Exercise input:
BEGIN

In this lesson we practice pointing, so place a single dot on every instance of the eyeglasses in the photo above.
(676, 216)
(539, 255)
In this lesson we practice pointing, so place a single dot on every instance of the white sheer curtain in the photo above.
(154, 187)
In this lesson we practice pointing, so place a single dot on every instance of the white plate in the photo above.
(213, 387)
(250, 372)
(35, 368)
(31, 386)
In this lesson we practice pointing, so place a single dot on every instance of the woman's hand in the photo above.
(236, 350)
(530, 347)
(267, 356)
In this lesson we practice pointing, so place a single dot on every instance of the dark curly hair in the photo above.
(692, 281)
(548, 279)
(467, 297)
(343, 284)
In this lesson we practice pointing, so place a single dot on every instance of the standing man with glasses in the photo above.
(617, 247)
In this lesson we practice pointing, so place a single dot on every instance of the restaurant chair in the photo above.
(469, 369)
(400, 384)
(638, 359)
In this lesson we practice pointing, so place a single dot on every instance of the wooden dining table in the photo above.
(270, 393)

END
BEGIN

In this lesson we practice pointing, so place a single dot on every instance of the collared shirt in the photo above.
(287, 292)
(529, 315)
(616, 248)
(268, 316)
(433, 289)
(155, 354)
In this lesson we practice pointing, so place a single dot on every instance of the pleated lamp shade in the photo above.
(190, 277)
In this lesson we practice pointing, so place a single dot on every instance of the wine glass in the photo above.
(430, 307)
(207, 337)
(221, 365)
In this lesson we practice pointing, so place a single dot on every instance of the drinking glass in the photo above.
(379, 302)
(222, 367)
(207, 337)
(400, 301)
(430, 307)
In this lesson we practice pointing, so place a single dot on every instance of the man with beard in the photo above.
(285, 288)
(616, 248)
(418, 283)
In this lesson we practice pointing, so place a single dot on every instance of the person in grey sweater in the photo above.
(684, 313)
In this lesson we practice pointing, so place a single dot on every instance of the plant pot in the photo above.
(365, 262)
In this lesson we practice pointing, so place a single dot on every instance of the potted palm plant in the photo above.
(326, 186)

END

Written exercise: List every line in the records above that contains the word "white", copying each line in full. Case counts.

Result of this exercise:
In this lesson we practice pointing, so place a single dot on every instance of the white sheer curtain in the photo above.
In this lesson we practice pointing, so place a single dot on every instance of the white plate in the photo above.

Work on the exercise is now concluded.